## Work to be completed
Rewrite the records below with every "Observed output" replaced by "Returned points" and everything else unchanged. Leave the picture out.

## Exercise inputs
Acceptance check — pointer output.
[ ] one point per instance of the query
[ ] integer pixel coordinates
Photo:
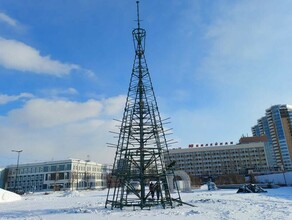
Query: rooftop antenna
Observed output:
(138, 14)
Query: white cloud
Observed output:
(41, 113)
(8, 20)
(19, 56)
(4, 99)
(58, 129)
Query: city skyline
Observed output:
(65, 67)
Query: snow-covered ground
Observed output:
(88, 205)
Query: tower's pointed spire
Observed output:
(138, 14)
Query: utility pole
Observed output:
(16, 173)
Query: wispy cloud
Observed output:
(58, 127)
(8, 20)
(19, 56)
(4, 99)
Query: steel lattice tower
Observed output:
(142, 143)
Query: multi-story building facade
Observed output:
(221, 159)
(2, 177)
(56, 175)
(277, 126)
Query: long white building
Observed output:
(56, 175)
(221, 159)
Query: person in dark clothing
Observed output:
(157, 191)
(152, 190)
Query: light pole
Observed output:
(18, 152)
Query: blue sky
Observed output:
(65, 68)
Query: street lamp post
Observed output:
(18, 152)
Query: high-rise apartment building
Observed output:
(276, 125)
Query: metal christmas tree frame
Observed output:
(139, 158)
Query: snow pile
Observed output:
(206, 204)
(72, 194)
(6, 196)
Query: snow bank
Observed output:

## Correct response
Acceptance check — pointer output.
[ ] one point per instance of the query
[ ] integer pixel coordinates
Photo:
Query: rooftop antenna
Returned points:
(138, 14)
Query: white cloud
Returned points:
(41, 113)
(8, 20)
(19, 56)
(4, 99)
(58, 129)
Query: city skyline
Returned points:
(65, 67)
Query: snow-covered ground
Returned points:
(88, 205)
Query: tower's pointed spire
Returned points:
(138, 14)
Query: utility pole
Returned points:
(16, 173)
Query: wispy cloud
Returned points:
(58, 127)
(8, 20)
(19, 56)
(4, 99)
Query: steel lattice tower
Returned points:
(142, 143)
Query: multi-story building facade
Returned points:
(221, 159)
(2, 177)
(56, 175)
(277, 126)
Query: long white building
Returned points:
(56, 175)
(221, 159)
Query: person in dark clothing
Returned points:
(157, 191)
(152, 190)
Query: light pole
Returned points:
(18, 152)
Query: blue sky
Returned points:
(65, 68)
Query: street lamp post
Returned points:
(18, 152)
Query: high-rise apartment building
Returned points:
(276, 125)
Query: metal christmas tree frame
Returned points:
(139, 158)
Query: snow pile
Returned points:
(206, 204)
(72, 194)
(6, 196)
Query: snow bank
Returned points:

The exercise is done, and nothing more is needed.